--- begin SOURCE MATERIAL ---
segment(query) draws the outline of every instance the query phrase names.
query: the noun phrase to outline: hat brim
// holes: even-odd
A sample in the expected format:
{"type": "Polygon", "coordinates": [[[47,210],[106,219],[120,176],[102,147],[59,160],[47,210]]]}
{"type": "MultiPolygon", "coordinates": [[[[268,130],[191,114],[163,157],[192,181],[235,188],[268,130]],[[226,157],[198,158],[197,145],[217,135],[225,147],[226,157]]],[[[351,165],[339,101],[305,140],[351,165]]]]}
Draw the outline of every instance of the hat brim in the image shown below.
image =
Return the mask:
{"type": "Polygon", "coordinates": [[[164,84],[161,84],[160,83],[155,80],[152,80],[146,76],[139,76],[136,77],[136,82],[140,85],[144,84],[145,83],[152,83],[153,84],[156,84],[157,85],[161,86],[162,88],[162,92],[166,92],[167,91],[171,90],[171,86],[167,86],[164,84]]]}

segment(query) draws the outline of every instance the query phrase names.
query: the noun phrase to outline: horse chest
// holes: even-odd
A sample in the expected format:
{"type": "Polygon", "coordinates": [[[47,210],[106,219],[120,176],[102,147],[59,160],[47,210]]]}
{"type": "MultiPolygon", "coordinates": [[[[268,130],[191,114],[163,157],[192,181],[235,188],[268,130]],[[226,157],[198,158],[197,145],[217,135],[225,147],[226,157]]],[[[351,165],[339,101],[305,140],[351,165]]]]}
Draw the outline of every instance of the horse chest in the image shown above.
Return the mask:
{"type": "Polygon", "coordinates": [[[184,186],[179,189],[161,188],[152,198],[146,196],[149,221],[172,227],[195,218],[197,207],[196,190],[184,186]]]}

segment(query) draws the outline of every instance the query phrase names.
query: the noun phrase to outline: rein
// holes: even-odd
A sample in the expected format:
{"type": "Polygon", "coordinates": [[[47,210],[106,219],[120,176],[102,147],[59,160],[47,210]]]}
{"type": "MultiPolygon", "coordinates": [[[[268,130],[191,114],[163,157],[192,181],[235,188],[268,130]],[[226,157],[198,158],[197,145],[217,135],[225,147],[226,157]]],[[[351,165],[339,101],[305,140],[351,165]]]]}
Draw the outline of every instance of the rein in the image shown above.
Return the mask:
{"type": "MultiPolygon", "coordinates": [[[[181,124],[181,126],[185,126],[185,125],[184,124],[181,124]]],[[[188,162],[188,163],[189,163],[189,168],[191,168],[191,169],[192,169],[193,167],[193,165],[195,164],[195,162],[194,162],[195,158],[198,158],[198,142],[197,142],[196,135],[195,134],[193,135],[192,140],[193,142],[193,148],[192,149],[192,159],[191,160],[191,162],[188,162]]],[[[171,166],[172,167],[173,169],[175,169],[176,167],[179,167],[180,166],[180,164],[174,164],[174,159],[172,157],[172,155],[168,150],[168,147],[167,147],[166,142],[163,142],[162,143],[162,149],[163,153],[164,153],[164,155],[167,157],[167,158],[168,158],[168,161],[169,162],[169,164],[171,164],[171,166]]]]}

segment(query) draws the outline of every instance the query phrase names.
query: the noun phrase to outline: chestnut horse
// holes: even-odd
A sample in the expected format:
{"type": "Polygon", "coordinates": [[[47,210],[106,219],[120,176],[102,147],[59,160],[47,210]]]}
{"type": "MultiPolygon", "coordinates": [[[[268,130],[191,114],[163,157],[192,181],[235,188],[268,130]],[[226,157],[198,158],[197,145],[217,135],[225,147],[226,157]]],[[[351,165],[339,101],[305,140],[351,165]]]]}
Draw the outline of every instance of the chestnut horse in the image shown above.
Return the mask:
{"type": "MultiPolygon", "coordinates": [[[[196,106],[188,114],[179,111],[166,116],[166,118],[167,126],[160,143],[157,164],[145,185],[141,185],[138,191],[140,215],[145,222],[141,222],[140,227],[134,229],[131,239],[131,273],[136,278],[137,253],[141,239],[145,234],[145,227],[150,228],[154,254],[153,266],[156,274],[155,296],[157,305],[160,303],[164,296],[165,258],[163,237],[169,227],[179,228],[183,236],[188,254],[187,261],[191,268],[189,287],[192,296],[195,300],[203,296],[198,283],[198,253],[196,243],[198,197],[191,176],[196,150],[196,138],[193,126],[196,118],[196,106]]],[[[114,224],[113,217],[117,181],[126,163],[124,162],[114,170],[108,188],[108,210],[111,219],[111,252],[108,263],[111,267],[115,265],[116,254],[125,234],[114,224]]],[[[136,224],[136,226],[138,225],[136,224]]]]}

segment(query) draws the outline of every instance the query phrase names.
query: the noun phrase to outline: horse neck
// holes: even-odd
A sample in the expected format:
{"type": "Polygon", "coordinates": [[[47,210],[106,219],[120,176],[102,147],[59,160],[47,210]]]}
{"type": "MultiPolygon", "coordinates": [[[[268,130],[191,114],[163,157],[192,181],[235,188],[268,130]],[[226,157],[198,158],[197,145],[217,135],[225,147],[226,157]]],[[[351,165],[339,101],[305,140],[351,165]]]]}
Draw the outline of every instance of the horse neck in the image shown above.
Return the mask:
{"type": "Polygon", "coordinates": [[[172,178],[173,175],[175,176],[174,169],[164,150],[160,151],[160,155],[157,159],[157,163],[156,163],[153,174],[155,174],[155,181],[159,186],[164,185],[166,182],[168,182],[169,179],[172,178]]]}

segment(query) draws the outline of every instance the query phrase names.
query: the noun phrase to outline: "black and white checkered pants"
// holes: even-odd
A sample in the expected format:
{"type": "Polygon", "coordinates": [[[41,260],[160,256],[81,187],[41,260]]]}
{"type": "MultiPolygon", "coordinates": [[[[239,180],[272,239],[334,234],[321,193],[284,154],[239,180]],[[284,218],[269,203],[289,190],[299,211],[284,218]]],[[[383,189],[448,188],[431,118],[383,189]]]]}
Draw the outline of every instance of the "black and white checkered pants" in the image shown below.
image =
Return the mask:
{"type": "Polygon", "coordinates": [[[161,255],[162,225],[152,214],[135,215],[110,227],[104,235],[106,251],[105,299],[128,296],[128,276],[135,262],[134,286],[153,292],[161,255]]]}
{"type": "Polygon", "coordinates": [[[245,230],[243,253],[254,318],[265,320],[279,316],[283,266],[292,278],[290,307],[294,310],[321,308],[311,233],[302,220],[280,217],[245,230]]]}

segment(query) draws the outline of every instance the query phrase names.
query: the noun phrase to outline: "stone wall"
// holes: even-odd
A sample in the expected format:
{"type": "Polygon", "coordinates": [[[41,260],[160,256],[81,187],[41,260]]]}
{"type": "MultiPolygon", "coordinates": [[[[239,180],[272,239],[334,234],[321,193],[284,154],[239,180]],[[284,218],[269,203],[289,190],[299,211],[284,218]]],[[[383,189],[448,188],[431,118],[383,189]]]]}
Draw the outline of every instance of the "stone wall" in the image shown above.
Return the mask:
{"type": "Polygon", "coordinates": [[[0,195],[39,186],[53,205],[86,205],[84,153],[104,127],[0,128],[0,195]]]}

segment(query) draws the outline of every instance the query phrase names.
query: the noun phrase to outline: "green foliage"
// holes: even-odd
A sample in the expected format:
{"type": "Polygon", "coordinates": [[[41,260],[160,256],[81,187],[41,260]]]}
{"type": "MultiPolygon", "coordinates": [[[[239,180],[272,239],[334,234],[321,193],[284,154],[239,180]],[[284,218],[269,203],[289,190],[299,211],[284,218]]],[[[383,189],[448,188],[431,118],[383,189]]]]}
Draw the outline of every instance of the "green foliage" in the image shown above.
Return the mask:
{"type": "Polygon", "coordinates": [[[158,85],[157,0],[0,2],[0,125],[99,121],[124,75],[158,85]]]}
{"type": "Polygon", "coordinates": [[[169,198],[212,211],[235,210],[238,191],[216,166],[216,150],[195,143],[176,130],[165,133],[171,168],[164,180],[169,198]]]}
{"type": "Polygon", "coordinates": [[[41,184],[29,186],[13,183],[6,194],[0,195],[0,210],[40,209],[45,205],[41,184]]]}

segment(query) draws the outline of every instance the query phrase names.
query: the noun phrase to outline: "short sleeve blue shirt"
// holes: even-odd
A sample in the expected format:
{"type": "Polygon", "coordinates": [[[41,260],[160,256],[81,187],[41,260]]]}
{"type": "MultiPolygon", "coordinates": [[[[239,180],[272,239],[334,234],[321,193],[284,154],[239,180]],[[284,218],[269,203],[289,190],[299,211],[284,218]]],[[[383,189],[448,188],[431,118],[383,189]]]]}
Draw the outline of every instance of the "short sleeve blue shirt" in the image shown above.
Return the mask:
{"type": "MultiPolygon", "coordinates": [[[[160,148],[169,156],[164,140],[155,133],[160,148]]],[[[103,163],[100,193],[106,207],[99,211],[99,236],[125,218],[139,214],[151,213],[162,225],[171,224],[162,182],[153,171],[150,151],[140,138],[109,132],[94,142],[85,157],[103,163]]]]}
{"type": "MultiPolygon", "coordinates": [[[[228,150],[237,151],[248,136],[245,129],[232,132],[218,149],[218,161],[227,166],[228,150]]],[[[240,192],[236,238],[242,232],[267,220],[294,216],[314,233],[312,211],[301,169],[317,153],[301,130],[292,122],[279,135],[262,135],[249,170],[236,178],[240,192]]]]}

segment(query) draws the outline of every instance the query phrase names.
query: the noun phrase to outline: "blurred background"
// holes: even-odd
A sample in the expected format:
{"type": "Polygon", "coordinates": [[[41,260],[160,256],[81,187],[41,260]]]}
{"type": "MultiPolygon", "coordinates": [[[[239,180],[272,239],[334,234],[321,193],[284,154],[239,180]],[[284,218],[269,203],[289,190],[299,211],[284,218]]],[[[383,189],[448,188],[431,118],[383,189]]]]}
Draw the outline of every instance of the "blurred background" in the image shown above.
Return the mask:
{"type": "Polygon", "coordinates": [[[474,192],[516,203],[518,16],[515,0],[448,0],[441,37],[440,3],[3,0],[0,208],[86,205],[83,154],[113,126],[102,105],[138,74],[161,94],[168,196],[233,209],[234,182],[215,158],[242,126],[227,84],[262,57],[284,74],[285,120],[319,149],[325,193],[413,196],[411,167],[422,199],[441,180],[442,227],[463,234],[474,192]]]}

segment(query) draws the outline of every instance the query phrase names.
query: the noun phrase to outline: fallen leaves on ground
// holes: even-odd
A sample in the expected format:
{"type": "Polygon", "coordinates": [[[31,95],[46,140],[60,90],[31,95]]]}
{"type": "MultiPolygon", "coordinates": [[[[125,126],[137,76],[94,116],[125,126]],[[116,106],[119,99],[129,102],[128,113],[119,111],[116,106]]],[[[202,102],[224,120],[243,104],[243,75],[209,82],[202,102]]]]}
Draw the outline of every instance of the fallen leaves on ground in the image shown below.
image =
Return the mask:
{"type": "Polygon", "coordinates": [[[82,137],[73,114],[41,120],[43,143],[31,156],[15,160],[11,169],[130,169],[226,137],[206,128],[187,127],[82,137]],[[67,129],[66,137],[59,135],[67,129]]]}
--- end SOURCE MATERIAL ---
## PROBLEM DESCRIPTION
Count the lines in the rows above that contain the string "wall", and reply with only the number.

## REPLY TO THE TASK
2